OBJECTIVE: Rewrite all of the entries below as a numbered list, leaving out any blank lines.
## Begin ROWS
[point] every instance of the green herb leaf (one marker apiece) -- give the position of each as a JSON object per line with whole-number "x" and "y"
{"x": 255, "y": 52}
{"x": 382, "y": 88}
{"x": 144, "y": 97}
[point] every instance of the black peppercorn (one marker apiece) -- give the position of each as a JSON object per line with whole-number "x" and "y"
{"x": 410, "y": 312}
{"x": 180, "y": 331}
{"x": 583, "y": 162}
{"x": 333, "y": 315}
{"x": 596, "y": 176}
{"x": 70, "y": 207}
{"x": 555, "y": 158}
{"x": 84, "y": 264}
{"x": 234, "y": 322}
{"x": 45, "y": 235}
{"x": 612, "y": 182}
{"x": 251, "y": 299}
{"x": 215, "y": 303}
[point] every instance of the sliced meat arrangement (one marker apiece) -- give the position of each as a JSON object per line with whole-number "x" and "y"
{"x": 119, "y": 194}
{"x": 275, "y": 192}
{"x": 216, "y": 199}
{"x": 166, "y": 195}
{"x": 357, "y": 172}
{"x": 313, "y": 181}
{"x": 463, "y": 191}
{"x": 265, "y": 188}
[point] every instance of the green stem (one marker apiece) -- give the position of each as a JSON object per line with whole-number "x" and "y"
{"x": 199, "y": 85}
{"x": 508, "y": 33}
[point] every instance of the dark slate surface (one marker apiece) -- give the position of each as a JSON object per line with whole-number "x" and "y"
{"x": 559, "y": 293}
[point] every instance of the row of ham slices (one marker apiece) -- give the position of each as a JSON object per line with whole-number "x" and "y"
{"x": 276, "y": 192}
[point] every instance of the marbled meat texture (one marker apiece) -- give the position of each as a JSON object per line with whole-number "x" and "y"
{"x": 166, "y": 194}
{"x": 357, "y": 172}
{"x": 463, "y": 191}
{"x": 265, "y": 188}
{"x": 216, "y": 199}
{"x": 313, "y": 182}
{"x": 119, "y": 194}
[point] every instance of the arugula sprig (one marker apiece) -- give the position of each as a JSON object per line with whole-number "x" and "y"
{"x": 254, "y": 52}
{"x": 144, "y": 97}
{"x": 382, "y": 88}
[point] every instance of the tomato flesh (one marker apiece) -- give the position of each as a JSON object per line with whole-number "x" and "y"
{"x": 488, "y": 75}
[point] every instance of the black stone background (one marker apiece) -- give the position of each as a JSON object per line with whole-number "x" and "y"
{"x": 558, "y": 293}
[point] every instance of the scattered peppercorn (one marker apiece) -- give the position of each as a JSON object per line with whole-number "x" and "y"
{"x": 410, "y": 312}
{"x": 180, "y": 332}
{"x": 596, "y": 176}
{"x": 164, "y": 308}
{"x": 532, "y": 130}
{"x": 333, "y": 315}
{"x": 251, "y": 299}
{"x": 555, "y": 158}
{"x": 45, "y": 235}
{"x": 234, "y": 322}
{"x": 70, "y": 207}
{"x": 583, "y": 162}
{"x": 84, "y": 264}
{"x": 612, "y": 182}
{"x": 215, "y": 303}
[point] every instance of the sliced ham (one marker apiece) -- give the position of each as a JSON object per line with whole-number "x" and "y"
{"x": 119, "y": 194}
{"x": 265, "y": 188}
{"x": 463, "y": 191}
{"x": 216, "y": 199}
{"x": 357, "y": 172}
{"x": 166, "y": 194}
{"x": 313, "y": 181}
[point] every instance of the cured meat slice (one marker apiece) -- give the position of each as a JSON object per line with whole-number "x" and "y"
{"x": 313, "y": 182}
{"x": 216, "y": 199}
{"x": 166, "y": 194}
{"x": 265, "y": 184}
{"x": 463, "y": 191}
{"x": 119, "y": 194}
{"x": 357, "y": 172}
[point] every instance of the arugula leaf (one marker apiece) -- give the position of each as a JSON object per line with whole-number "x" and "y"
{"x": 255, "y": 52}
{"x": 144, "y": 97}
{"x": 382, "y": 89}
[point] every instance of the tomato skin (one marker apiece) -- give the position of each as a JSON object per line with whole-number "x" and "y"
## End ROWS
SOLUTION:
1. [point] every instance of the green herb leaf (one marker apiece) -- give the position of each as a JSON object per line with whole-number "x" and "y"
2. {"x": 255, "y": 52}
3. {"x": 382, "y": 88}
4. {"x": 144, "y": 97}
5. [point] every instance of the black peppercorn (one marker apiece) -- give the position of each as a JSON object per line with whole-number "x" and "y"
6. {"x": 410, "y": 312}
7. {"x": 180, "y": 331}
8. {"x": 583, "y": 162}
9. {"x": 333, "y": 315}
10. {"x": 596, "y": 176}
11. {"x": 70, "y": 207}
12. {"x": 555, "y": 158}
13. {"x": 84, "y": 264}
14. {"x": 234, "y": 322}
15. {"x": 45, "y": 235}
16. {"x": 612, "y": 182}
17. {"x": 251, "y": 299}
18. {"x": 215, "y": 303}
19. [point] every instance of the sliced meat arrangement (one marker apiece) -- give the position of each as a JSON object per line with whole-number "x" and "y"
20. {"x": 119, "y": 194}
21. {"x": 275, "y": 192}
22. {"x": 216, "y": 199}
23. {"x": 166, "y": 195}
24. {"x": 357, "y": 172}
25. {"x": 313, "y": 181}
26. {"x": 463, "y": 191}
27. {"x": 265, "y": 188}
28. [point] every instance of the green stem (one marker apiece) -- give the position of each as a JSON object per line with whole-number "x" and "y"
29. {"x": 199, "y": 85}
30. {"x": 508, "y": 33}
31. [point] every instance of the dark slate surface (one marker apiece) -- give the position of each as a JSON object per line with whole-number "x" and "y"
32. {"x": 559, "y": 293}
33. [point] every instance of the row of ham slices (one marker apiece) -- give the position of each as a JSON object per line with whole-number "x" and "y"
34. {"x": 276, "y": 192}
35. [point] every instance of the marbled meat texture (one marker apiece) -- give the position of each as a JSON object per line with whole-number "x" and "y"
36. {"x": 166, "y": 194}
37. {"x": 357, "y": 172}
38. {"x": 463, "y": 191}
39. {"x": 265, "y": 188}
40. {"x": 216, "y": 199}
41. {"x": 313, "y": 182}
42. {"x": 119, "y": 194}
43. [point] every instance of the arugula sprig (one marker apiece) -- give the position of each as a JSON object per line with whole-number "x" and "y"
44. {"x": 254, "y": 52}
45. {"x": 144, "y": 97}
46. {"x": 382, "y": 88}
47. [point] every instance of the tomato flesh (one marker apiece) -- give the position of each as a JSON object per line with whole-number "x" and "y"
48. {"x": 488, "y": 75}
49. [point] every instance of the black stone background (one marker apiece) -- give the position of each as a JSON object per line with whole-number "x" and "y"
50. {"x": 558, "y": 293}
51. [point] every instance of the scattered peppercorn (one marker apiece) -- give the position of each as a JSON object per line with whole-number "x" and "y"
52. {"x": 410, "y": 312}
53. {"x": 180, "y": 332}
54. {"x": 596, "y": 176}
55. {"x": 164, "y": 308}
56. {"x": 532, "y": 130}
57. {"x": 333, "y": 315}
58. {"x": 251, "y": 299}
59. {"x": 555, "y": 158}
60. {"x": 45, "y": 235}
61. {"x": 234, "y": 322}
62. {"x": 70, "y": 207}
63. {"x": 583, "y": 162}
64. {"x": 84, "y": 264}
65. {"x": 612, "y": 182}
66. {"x": 215, "y": 303}
67. [point] every instance of the sliced ham (one marker apiece) -- give the position of each as a JSON object per line with whole-number "x" and "y"
68. {"x": 119, "y": 194}
69. {"x": 265, "y": 188}
70. {"x": 463, "y": 191}
71. {"x": 216, "y": 199}
72. {"x": 357, "y": 172}
73. {"x": 166, "y": 194}
74. {"x": 313, "y": 181}
75. [point] every instance of the cured meat slice (one marker apiece) -- give the position of each as a JSON object per line with whole-number "x" and "y"
76. {"x": 313, "y": 182}
77. {"x": 216, "y": 199}
78. {"x": 166, "y": 194}
79. {"x": 265, "y": 184}
80. {"x": 463, "y": 191}
81. {"x": 119, "y": 194}
82. {"x": 357, "y": 172}
83. [point] every instance of the arugula leaf (one marker apiece) -- give the position of each as a JSON object per line with whole-number "x" and "y"
84. {"x": 255, "y": 52}
85. {"x": 144, "y": 97}
86. {"x": 382, "y": 89}
87. [point] every instance of the tomato skin (one marker apiece) -- give the position of each as a JSON object per line with whole-number "x" and "y"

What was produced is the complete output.